(Region pointing data)
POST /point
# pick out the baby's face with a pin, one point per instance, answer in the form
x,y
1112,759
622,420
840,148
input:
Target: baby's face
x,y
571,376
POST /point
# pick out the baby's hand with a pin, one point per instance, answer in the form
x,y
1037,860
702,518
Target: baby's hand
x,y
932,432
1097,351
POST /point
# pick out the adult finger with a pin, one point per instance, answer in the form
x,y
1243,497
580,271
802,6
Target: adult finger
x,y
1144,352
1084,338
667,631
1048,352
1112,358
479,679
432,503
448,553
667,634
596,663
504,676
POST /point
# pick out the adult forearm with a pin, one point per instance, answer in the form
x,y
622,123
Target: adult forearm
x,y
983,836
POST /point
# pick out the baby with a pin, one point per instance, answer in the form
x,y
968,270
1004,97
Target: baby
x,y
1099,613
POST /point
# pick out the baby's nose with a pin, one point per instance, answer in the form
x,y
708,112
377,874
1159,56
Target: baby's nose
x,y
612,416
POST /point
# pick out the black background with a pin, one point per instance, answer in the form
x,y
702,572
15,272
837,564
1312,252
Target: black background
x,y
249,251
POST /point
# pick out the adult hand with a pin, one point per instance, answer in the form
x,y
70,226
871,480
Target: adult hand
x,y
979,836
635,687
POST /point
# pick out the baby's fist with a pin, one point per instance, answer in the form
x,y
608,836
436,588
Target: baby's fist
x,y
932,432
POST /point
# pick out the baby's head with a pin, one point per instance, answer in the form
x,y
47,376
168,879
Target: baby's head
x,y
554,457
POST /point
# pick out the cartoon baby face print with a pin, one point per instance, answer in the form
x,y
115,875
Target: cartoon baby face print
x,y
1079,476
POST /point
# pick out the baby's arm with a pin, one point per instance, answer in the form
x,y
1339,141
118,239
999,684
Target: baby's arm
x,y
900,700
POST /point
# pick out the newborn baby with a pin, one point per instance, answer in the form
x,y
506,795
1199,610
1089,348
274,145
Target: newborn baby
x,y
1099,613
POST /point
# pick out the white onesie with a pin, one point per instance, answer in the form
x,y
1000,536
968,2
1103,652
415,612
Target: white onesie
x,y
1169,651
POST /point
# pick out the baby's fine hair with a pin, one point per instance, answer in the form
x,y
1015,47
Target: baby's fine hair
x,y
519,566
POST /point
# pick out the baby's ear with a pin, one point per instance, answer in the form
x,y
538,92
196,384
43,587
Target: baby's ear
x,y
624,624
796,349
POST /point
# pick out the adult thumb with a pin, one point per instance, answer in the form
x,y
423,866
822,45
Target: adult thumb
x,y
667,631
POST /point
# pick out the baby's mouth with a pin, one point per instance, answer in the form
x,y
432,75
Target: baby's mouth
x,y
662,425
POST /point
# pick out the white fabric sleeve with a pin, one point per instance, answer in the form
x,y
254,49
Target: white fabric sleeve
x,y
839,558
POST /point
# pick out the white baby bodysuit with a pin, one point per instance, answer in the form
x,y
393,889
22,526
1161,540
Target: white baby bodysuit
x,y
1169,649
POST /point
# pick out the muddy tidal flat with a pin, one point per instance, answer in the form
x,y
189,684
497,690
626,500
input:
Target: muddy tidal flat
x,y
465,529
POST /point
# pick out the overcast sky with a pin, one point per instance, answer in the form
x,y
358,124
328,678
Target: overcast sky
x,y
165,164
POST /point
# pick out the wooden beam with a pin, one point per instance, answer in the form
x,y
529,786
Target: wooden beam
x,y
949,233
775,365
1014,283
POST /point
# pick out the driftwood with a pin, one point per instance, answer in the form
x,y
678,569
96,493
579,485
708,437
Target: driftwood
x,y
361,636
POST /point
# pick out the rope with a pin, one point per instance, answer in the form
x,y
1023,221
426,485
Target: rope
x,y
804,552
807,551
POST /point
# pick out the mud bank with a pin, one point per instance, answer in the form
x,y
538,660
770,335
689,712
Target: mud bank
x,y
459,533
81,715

--

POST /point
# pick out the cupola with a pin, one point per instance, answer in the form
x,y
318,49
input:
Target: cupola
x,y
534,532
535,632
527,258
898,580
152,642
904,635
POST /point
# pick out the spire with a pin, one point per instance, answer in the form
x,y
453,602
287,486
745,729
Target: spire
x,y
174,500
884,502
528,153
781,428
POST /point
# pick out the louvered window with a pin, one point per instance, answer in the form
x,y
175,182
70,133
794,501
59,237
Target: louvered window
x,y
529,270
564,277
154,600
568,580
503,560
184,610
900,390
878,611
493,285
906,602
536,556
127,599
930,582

---

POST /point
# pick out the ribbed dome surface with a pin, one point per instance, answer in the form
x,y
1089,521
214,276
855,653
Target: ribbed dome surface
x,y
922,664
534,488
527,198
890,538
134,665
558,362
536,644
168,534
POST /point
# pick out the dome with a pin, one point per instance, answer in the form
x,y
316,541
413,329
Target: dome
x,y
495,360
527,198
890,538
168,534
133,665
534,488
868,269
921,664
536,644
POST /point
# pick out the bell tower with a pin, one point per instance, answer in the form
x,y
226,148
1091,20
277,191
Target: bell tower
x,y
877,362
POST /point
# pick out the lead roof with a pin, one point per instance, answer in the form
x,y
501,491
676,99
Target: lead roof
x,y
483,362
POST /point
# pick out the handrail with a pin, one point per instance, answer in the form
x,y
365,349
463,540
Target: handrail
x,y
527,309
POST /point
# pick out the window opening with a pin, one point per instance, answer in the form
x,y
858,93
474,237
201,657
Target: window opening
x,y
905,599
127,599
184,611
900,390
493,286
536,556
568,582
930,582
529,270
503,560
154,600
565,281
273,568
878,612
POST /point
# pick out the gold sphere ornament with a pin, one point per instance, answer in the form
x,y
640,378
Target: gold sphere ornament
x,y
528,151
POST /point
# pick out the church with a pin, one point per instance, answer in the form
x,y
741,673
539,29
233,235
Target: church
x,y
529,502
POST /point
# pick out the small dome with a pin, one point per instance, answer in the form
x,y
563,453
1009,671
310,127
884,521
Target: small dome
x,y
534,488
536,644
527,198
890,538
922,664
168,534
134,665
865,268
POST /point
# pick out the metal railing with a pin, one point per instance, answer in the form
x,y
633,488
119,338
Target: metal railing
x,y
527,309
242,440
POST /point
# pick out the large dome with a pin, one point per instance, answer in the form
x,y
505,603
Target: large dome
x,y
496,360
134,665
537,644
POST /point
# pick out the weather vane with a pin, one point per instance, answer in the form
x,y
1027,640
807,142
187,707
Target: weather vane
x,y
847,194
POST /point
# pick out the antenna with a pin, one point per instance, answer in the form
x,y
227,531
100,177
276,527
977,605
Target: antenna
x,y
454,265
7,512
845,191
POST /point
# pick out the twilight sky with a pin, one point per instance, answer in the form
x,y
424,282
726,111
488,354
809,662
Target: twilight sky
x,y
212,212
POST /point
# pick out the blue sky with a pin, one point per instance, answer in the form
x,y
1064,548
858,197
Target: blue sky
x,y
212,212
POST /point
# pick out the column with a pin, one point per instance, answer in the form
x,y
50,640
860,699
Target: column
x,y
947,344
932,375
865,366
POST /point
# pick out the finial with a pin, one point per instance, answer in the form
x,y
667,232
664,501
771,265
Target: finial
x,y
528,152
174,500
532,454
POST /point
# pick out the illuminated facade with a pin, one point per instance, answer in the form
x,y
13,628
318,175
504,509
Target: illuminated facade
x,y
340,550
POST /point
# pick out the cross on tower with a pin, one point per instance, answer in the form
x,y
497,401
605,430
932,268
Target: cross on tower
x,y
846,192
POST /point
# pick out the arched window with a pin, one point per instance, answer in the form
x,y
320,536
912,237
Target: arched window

Problem description ▸
Find the string "arched" in the entries above and return each line that holds it.

Response below ▸
# pick out the arched window with a pin, one point per instance, answer in the form
Target: arched window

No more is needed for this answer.